> [Task brief]:
From the line containing "pair like [359,228]." to the last line of the records below, repeat every line exactly and add nothing else.

▼

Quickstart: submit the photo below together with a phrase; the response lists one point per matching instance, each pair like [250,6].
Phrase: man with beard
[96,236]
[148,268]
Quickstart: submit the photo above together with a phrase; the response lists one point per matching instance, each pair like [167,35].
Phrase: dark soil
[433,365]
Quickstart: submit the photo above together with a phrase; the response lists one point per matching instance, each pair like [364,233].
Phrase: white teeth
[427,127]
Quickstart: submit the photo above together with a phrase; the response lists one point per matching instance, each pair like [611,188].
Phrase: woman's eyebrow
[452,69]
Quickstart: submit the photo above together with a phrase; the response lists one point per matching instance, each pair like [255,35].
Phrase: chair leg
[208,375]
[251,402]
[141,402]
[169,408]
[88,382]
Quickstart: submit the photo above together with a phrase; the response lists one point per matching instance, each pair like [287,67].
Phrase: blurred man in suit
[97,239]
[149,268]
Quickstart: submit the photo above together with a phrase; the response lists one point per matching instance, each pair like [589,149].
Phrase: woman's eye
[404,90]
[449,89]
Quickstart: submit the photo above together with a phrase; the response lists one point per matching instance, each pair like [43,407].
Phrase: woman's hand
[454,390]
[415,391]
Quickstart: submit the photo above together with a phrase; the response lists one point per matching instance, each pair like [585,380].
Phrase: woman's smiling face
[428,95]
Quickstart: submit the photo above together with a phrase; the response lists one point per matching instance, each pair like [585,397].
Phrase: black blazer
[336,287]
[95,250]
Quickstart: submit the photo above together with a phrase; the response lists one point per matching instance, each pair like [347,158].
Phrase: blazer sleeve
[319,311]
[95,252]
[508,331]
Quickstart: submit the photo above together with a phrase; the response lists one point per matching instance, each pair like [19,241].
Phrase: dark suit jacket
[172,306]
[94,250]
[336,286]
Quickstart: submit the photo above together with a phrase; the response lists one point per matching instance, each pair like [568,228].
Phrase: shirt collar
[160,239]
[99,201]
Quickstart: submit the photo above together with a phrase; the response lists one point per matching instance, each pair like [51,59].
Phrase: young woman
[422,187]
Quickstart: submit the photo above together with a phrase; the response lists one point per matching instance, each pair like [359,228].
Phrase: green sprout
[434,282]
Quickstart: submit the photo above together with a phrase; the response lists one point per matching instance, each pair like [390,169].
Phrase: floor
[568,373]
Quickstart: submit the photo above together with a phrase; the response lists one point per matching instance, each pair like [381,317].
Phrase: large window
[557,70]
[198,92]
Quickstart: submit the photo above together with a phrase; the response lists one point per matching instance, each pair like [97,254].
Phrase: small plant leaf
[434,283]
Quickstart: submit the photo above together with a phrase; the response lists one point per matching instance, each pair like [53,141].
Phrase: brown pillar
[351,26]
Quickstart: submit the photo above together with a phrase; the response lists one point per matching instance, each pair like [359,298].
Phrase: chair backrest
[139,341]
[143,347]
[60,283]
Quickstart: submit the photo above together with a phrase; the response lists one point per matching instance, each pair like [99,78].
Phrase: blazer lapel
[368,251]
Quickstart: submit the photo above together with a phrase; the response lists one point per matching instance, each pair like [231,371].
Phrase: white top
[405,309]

▲

> [Result]:
Quickstart: submit the photo above together with a phrase; the response lists one point per matching instance, each pair like [359,228].
Phrase: green sprout
[434,282]
Quickstart: submit the photo above together with a phrase; the response lists one point per matching instance, each pair like [390,169].
Phrase: floor
[568,373]
Quickstart: submit the photo above together with a phrase; the response lists one point per matching instance, each pair like [381,317].
Phrase: large window
[557,70]
[198,92]
Quickstart: submit the photo above together with a phrase; the response lists one point per matching instance, each pair like [97,254].
Phrase: small plant leaf
[434,283]
Quickstart: submit the photo above together with a phrase; the response lists one point per matching instance, each pair like [53,141].
Phrase: brown pillar
[351,26]
Quickstart: submit the photo above together with a phrase; the response lists one point per matching instance, each pair like [359,298].
Phrase: chair backrest
[139,341]
[143,347]
[60,283]
Quickstart: submit the photo above together with a phrase; the response lists one point per matching instance, each pair like [99,78].
Phrase: blazer lapel
[368,251]
Quickstart: submit the photo above together with a phrase; the response lists one point per matching instance, each pair like [231,371].
Phrase: white top
[405,309]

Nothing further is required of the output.